» **Provided passage**
┏━━
The political regimes
The definition of the character of the state only serves as a starting point for study. It only answers the question: What class or class sectors have political power? The political regime is another category which answers another question: Through what institutions does that particular class rule in a given period or stage?
This is because the state is a complex of institutions, but the ruling class does not always use them the same way to govern. The political regime is the different combination or articulation of state institutions used by the ruling class (or a section of it) to rule. Specifically, to define a political system we must answer the questions: What is the fundamental institution of government? How are the other state institutions articulated within it?
The five types of state that we have listed have gone, in turn, through different political regimes.
The slaveholding state, in Rome, changed three times its workings. First it was a monarchy, with its kings. Afterwards it became a republic, and finally an empire. But it always remained a slaveholding state. The King and the Emperor defend the social structure; the owners of the slaves remain slaveholders. The republic as well, although it lacked a single autocratic authority, this role was filled by the Senate because only the slave owners were represented in it, never the slaves.
The bourgeois state has given rise to many political regimes: absolute monarchy, constitutional monarchy, federal and unitary republics, republics with a single chamber or two (one of deputies and one very reactionary of senators), Bonapartist dictatorships, fascist dictatorships, etc. In some cases they are regimes with extensive bourgeois democracy, which allow workers to have their legal parties with parliamentary representation. In other cases they are the opposite; there is no freedom of any kind, not even for the bourgeois parties. But through all these regimes, the state remains bourgeois, because the bourgeoisie remains in power, using the state to continue to exploit the workers.
The governments
Governments, however, are flesh and blood men who, at some point, are at the head of the state and political regime. This category answers the question: Who rules?
It’s not the same as regime, because many governments can change without changing the regime, if the institutions remain the same.
In the United States, for example, for two centuries there has been a bourgeois democratic regime, with its president and parliament elected by voting, and its Judiciary. The Republican and the Democratic Parties alternate in government. In recent years we had the Kennedy, Johnson, Nixon, Ford, Carter and Reagan governments. We can call them that because, in the complex of institutions that constitute the Yankee bourgeois democracy, the strongest is the presidency. Through all these governments, the regime did not change; it remained a presidential bourgeois democracy.
We must not confuse the different regimes with the different types of state. The state is defined, as we have seen, by the classes or class sectors that dominate it; the regimes, by the institutions.
Nazi Germany and the Stalinist Soviet Union had very similar regimes: one-party government, without the slightest democratic freedom and a fierce repression. But their state types are diametrically opposed: the Nazi is the state of the most reactionary and warmongering monopolies; the USSR is a bureaucratised, non-capitalist workers state.
┗━━
» **Information supplied**
┏━━
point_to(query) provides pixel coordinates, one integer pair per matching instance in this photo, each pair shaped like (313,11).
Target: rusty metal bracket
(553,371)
┗━━
» **Directives**
a – Decide whether each statement agrees with the passage on political regimes, answering yes or no and quoting the deciding words: (i) Rome's slaveholding state was a republic before it was a monarchy. (ii) Governments can change while the regime stays the same, provided the institutions remain the same. (iii) Among the institutions of the United States' bourgeois democracy, the Judiciary is the strongest.
b – In the passage on political regimes, what question does the category of government answer?
c – Write the next part of the passage on political regimes, picking up after its final sentence.
The material plays no part in this work.

» **Answers to the problems**
a –
(i) No: "First it was a monarchy, with its kings. Afterwards it became a republic, and finally an empire."
(ii) Yes: "many governments can change without changing the regime, if the institutions remain the same."
(iii) No: "in the complex of institutions that constitute the Yankee bourgeois democracy, the strongest is the presidency."

b – Who rules?

c –
The same applies to monarchies: there are Asian, slave, feudal and capitalist. As things stand, there are familiar governments also in the workers states: the Castros in Cuba, the Maos in China, the Titos in Yugoslavia, the Ceausescus in Romania, the father with his daughter in Bulgaria… Will we see workers monarchies?
This does not deny that sometimes there is some coincidence, more or less generalized, between a type of state and the regime. Every bureaucratized workers state tends to be totalitarian. The states of the big monopolies also tend towards totalitarianism, which can only be imposed when they defeat the working class with methods of civil war.
What is Fascism?
After the first revolutionary wave, inaugurated by the Russian Revolution and lasting until about 1923, the bourgeoisie and imperialism launched their political counteroffensive. Unable to stop the revolution in various countries through bourgeois democracy by peaceful means, the bourgeoisie calls on methods of civil war to defeat the working class. Where it manages to capture government, a new type of political regime appears, previously non-existent: fascism in Italy and Nazism in Germany. Fascism, i.e. the counter-revolutionary bourgeois imperialist regime is characterized by its use of the methods of civil war against the working class, the masses and its vanguard. To do this, they form a broad counterrevolutionary popular movement, based on the middle class and the underclass, which they mobilize and arm against the proletariat. When it comes to power it eliminates political freedoms and the institutions of bourgeois democracy. Its main objective is to destroy workers’ democracy and its organizations: trade unions, mass workers parties. But this can only be achieved by also terminating all bourgeois democratic rights and institutions: parliament, political parties, free press, etc.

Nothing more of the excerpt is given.